> **Short task**
Continue the explanation of slack variables and the regression margin, starting right after its last sentence.

---- Given passage

Now, notice that we want to make the margin big, but not so big that includes noisy outliers like the one in the picture you provided.

Thus, we introduce a second term. To motivate the margin down to a reasonable size the slack variables are introduced, (I will call them p and p* because I don't want to type out "psi" every time). These slack variables will ignore everything in the margin, ie those are the points that do not harm the objective and the ones that are "correct" in terms of their regression status. However, the points outside the margin are outliers, they do not reflect well on the regression, so we penalize them simply for existing. The slack error function that is given there is relatively easy to understand, it just adds up the slack error of every point ( p_i + p*_i ) for i = 1,...,N , and then multiplies by a modulating constant C which determines the relative importance of the two terms. A low value of C means that we are okay with having outliers, so the margin will be thinned and more outliers will be produced. A high value of C indicates that we care a lot about not having slack, so the margin will be made bigger to accommodate these outliers at the expense of representing the overall data less well.

A few things to note about p and p* . First, note that they are both always >= 0 . The constraint in your picture shows this, but it also intuitively makes sense as slack should always add to the error, so it is positive. Second, notice that if p > 0 , then p* = 0 and vice versa as an outlier can only be on one side of the margin. Last, all points inside the margin will have p and p* be 0, since they are fine where they are and thus do not contribute to the loss.

Notice that with the introduction of the slack variables, if you have any outliers then you won't want the condition from the first term, that is, |w^T * x_n + b| = epsilon |w^T * x_n + b| = epsilon as the x_n would be this outlier, and your whole model would be screwed up. What we allow for, then, is to change the constraint to be |w^T * x_n + b| = epsilon + (p + p*) |w^T * x_n + b| = epsilon + (p + p*) . When translated to the new optimization's constraint, we get the full constraint from the picture you attached, that is, |y_i - f(x_i, w)| <= epsilon + p + p* |y_i - f(x_i, w)| <= epsilon + p + p* . (I combined the two equations into one here, but you could rewrite them as the picture is and that would be the same thing).

Hopefully after covering all this up, the motivation for the objective function and the corresponding slack variables makes sense to you.

If I understand the question correctly, you also want code to calculate this objective/loss function, which I think isn't too bad. I have not tested this (yet), but I think this should be what you want.

--------
---- Data extract

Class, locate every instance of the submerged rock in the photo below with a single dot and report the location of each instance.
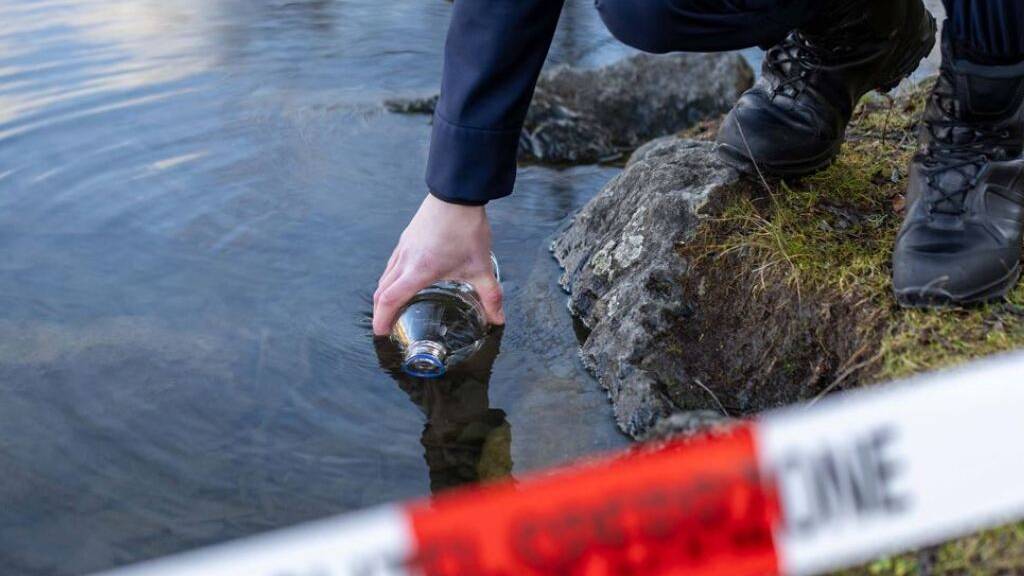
(584, 116)
(623, 268)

--------

> **Output below**
# Function for calculating the error/loss for a SVM. I assume that:
#  - 'x' is 2d array representing the vectors of the data points
#  - 'y' is an array representing the values each vector actually gives
#  - 'weights' is an array of weights that we tune for the regression
#  - 'epsilon' is a scalar representing the breadth of our margin.
def optimization_objective(x, y, weights, epsilon):
    # Calculates first term of objective (note that norm^2 = dot product)
    margin_term = np.dot(weight, weight) / 2

    # Now calculate second term of objective. First get the sum of slacks.
    slack_sum = 0
    for i in range(len(x)): # For each observation
        # First find the absolute distance between expected and observed.
        diff = abs(hypothesis(x[i]) - y[i])
        # Now subtract epsilon
        diff -= epsilon
        # If diff is still more than 0, then it is an 'outlier' and will have slack.
        slack = max(0, diff)
        # Add it to the slack sum
        slack_sum += slack

    # Now we have the slack_sum, so then multiply by C (I picked this as 1 aribtrarily)
    C = 1
    slack_term = C * slack_sum

    # Now, simply return the sum of the two terms, and we are done.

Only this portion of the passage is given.